___ Selected excerpt
|Image source: Gabriella Skollar; editor: Rebecca Lewis (Own work) [GFDL or CC-BY-SA-3.0], via Wikimedia Commons|
About the Project
The BCM-HGSC is sequencing the genome of the gray mouse lemur (Microcebus murinus).
A high quality draft sequence of the reference genome will be assembled from a female mouse lemur, using read data produced by both the Sanger and Illumina platforms. The BCM-HGSC is currently generating deep Illumina read coverage from the same animal that was previously used by the Broad Institute to generate approximately 2x Sanger sequence coverage. The BCM-HGSC will also use the Pacific Biosciences RS platform to generate several-fold coverage of long reads that will be used to close gaps in the initial Illumina-Sanger assembly.
The BCM-HGSC is collaborating in this project with Dr. Anne Yoder of the Duke Lemur Center. The reference animal was obtained from the DLC mouse lemur colony.
In addition to the deep sequence coverage of the reference mouse lemur, BCM-HGSC will generate whole genome sequences from additional mouse lemurs, both to identify DNA sequence variation within Microcebus murinus and to characterize genomic differences among species within this genus. Analyses will include comparisons with the human and other nonhuman primate genomes.
______
___ Extracted data
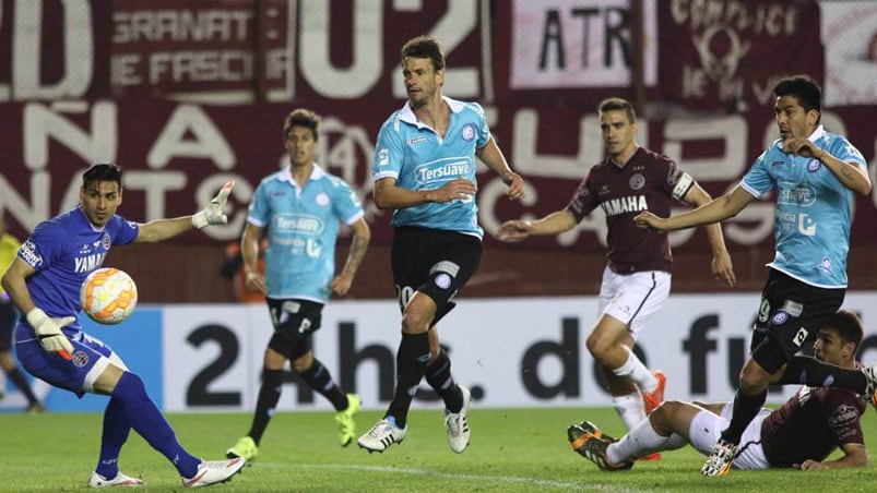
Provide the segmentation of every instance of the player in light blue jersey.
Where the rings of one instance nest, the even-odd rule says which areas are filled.
[[[351,289],[371,232],[349,185],[313,161],[319,125],[320,117],[307,109],[286,117],[283,141],[289,164],[262,180],[250,203],[241,256],[247,286],[266,294],[274,335],[265,349],[250,431],[226,452],[228,457],[256,457],[280,400],[286,360],[308,386],[334,406],[341,446],[347,446],[356,433],[354,416],[359,410],[359,396],[345,394],[313,357],[312,335],[320,328],[329,297],[344,296]],[[351,228],[353,239],[344,267],[335,274],[335,238],[341,223]],[[263,276],[258,261],[265,231]]]
[[[666,219],[645,212],[638,226],[672,231],[736,216],[762,194],[777,192],[775,256],[761,294],[749,360],[740,373],[731,423],[701,469],[723,476],[739,453],[740,436],[767,398],[768,385],[838,385],[874,396],[877,365],[862,371],[810,356],[816,329],[834,314],[846,291],[853,192],[872,190],[862,153],[819,124],[821,89],[810,77],[781,80],[773,88],[780,139],[725,195]]]
[[[109,396],[104,411],[100,457],[92,488],[140,485],[119,470],[119,455],[131,429],[167,457],[187,488],[228,481],[245,461],[205,461],[177,442],[174,429],[146,394],[143,381],[130,372],[110,347],[82,332],[80,286],[99,268],[112,245],[162,241],[192,228],[227,223],[223,214],[234,182],[201,212],[146,224],[116,214],[122,202],[121,170],[94,165],[82,175],[78,207],[40,223],[19,249],[2,286],[25,316],[15,329],[15,351],[36,377],[82,397]]]
[[[391,256],[402,341],[393,400],[358,444],[383,452],[401,442],[412,398],[426,376],[445,400],[448,440],[460,454],[470,440],[471,395],[451,376],[436,324],[481,260],[475,157],[509,187],[511,200],[524,196],[524,185],[490,136],[481,106],[442,96],[445,53],[437,39],[419,36],[402,47],[402,76],[408,100],[381,127],[372,165],[375,203],[394,209]]]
______
## Your tasks:
a - According to the mouse lemur genome project page, which platform will generate the long reads used to close gaps in the initial Illumina-Sanger assembly?
b - Write a continuation of the mouse lemur genome project page, starting after its final sentence.

## Task responses:
a - The Pacific Biosciences RS platform.

b -
Mouse lemurs are members of the Family Cheirogaleidae, strepsirrhine primates that diverged from the ancestors of humans and apes more than 50 million years ago.
The genus Microcebus is endemic to Madagascar, and consists of at least 12 recognized species. M. murinus, the gray mouse lemur, is nocturnal with small body size (55-65 grams) and complex social behavior.
Mouse lemurs provide important comparative genomic information for analyses of the evolution of the human and other primate genomes. As strepsirrhine primates, they serve as an outgroup to all comparisons among New World monkeys, Old World monkeys, apes and humans. Mouse lemurs are also used as animal models for various studies related to human biology and disease, including aging, reproductive biology and Alzheimer’s disease.
The project is funded by the National Human Genome Research Institute (NHGRI).